What needs to be done: Among the lines below, copy each one in which "white" appears.

----- Stored data

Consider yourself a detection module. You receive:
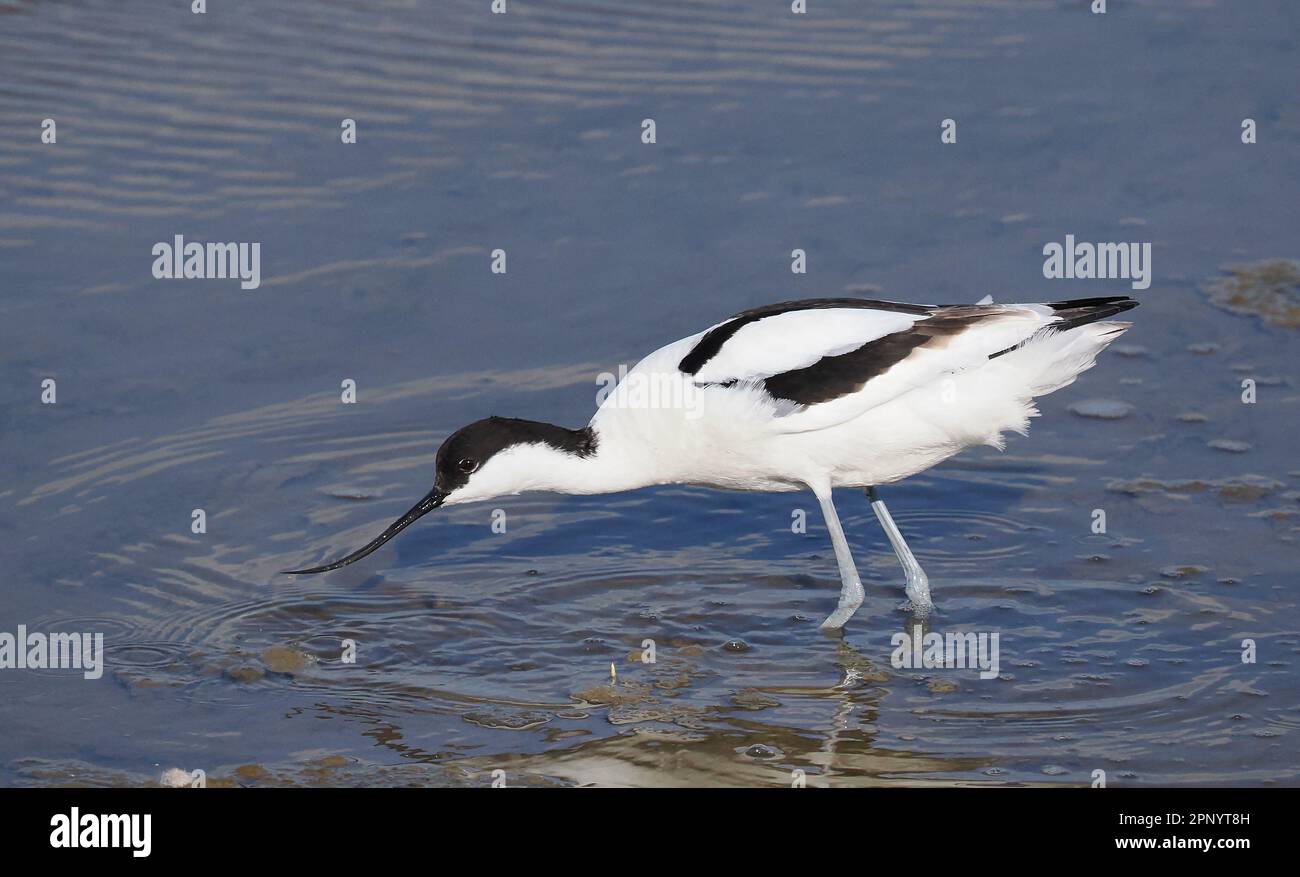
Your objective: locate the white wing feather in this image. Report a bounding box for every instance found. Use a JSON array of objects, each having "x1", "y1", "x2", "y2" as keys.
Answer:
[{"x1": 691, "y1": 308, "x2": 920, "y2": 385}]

----------
----- Stored data

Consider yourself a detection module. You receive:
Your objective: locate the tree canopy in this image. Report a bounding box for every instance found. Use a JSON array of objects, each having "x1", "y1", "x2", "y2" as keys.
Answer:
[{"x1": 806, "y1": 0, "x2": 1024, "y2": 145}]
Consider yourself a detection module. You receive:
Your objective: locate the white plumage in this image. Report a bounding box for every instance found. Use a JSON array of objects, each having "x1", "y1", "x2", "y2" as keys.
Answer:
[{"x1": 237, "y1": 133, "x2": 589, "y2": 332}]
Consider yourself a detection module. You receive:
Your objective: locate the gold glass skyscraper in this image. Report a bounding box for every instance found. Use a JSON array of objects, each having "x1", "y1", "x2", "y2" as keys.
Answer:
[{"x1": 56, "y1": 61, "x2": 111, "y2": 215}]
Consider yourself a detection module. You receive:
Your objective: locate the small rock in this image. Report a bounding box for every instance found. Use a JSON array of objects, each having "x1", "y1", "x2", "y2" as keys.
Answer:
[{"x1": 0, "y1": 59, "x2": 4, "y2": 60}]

----------

Response area:
Your objective: locate the white wing feather in this image. Report a bounding box for every instance found. Use a JSON array of objects, each having "x1", "y1", "x2", "y2" as keys.
Your objective: locate the white plumage in this image. Report a bounding box for every instance found. Use a JSON array of objects, each having "x1", "y1", "x2", "y2" as keys.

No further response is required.